- _Objective_
Set down exactly the lines from the one containing "Where can you see the preening" through the end of the records below, both included, and nothing else.

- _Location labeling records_
╔══

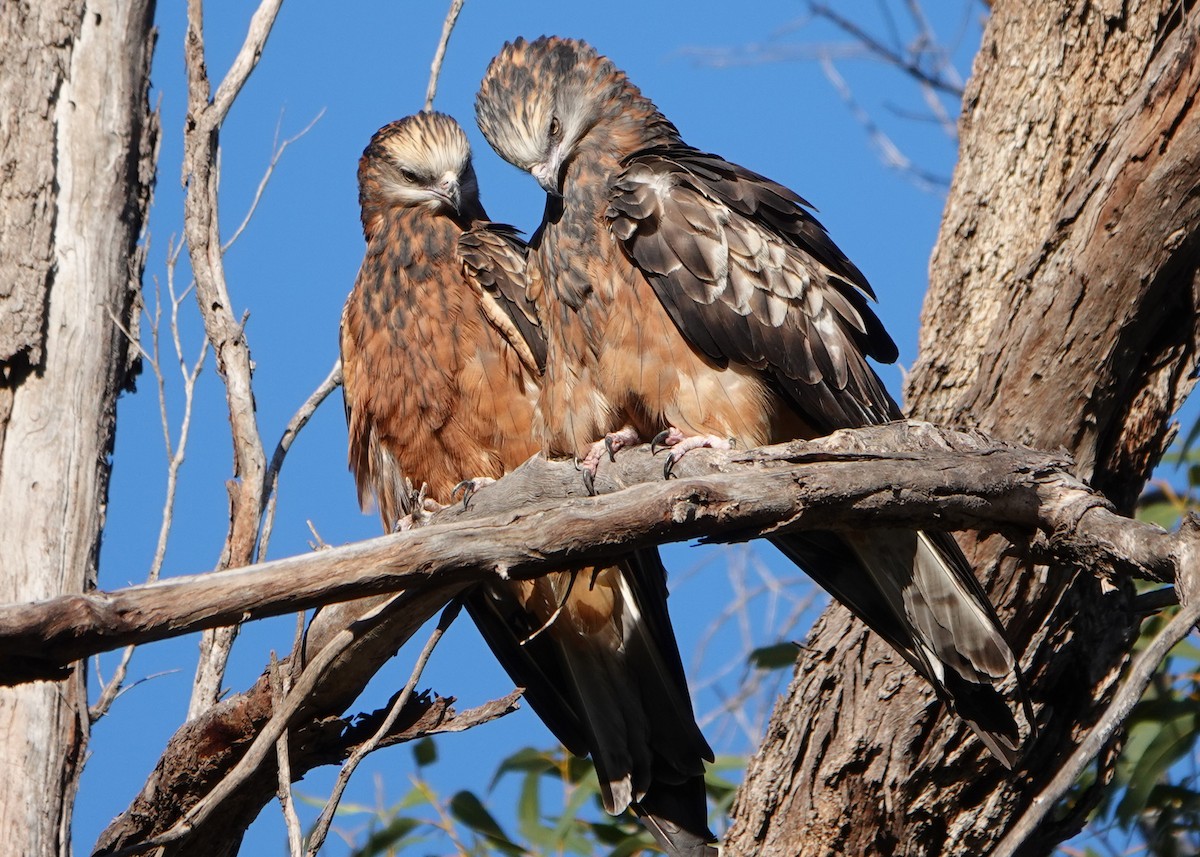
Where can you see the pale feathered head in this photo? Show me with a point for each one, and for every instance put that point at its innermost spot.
(540, 99)
(420, 160)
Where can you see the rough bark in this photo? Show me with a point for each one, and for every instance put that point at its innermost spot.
(1062, 312)
(845, 481)
(76, 157)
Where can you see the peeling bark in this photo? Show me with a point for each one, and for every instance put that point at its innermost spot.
(77, 142)
(1062, 313)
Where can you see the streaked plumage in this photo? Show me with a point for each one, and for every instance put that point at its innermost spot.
(685, 292)
(442, 354)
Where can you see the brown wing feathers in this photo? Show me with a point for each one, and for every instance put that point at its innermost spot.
(442, 352)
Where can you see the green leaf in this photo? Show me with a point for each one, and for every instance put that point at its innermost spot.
(425, 751)
(529, 813)
(393, 837)
(777, 657)
(1170, 742)
(525, 760)
(467, 809)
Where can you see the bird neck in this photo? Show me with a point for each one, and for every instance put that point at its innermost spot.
(634, 124)
(411, 238)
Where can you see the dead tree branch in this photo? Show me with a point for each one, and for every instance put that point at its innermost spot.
(905, 474)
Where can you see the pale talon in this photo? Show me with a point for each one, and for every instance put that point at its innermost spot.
(469, 487)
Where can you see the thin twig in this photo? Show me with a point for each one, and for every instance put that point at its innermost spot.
(247, 58)
(276, 156)
(114, 688)
(888, 150)
(439, 54)
(321, 829)
(264, 742)
(909, 65)
(1139, 678)
(202, 175)
(280, 687)
(298, 421)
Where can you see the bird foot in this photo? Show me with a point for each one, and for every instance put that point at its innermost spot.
(609, 445)
(681, 444)
(426, 510)
(469, 487)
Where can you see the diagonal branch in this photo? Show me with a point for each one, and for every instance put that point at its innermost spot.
(851, 480)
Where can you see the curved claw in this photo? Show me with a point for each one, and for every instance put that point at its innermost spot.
(468, 487)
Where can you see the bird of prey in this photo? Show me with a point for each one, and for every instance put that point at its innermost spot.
(442, 355)
(693, 301)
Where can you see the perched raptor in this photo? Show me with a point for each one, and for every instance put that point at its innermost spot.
(442, 355)
(693, 301)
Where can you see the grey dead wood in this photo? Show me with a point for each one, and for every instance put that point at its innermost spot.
(1061, 313)
(847, 480)
(903, 474)
(73, 94)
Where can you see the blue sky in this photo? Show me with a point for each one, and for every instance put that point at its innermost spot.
(360, 66)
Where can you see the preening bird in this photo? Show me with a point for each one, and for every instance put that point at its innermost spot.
(691, 301)
(442, 357)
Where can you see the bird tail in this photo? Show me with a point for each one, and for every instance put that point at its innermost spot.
(669, 813)
(917, 591)
(613, 689)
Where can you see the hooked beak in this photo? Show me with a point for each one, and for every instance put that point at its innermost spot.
(448, 190)
(549, 172)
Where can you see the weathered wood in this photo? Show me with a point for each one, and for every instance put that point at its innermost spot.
(846, 481)
(77, 142)
(1062, 312)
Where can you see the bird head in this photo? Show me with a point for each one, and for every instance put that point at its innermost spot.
(420, 160)
(540, 100)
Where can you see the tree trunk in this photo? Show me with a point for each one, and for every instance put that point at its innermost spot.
(77, 143)
(1062, 312)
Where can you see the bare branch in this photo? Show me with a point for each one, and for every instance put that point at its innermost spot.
(276, 156)
(244, 63)
(1141, 673)
(439, 54)
(202, 177)
(321, 829)
(280, 685)
(298, 421)
(845, 481)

╚══

- _Task output_
Where can you see the preening bird in this photo? Show me with a point for each one, and for every instance put that point at its innermost spot.
(691, 301)
(442, 357)
Where can you see the bird tail in this photo? Show me with a point for each one, and for every instance put that point at its innermost spot.
(669, 813)
(917, 591)
(613, 689)
Where can you see the hooked beak in this photo? Show me with a point for each one, and for every instance put that point at its innermost spot.
(448, 190)
(549, 172)
Where can you see the weathered wood in this photo? Show me with a point for each one, and for every instance put that point at its innermost spot.
(846, 481)
(77, 142)
(1062, 312)
Where can you see the bird head in this photo? Show me with a point for each one, and for every instance put that point at its innermost spot.
(420, 160)
(540, 100)
Where can you see the tree trunk in this photo? Show me with a point for each one, and for every instance put that point at its innermost spot.
(77, 143)
(1062, 312)
Where can you see the bare branch in this photo? Show me with a point for each one, and for every instance put that point at its innermost spot.
(276, 156)
(244, 63)
(1141, 673)
(439, 54)
(202, 177)
(321, 829)
(280, 685)
(298, 421)
(845, 481)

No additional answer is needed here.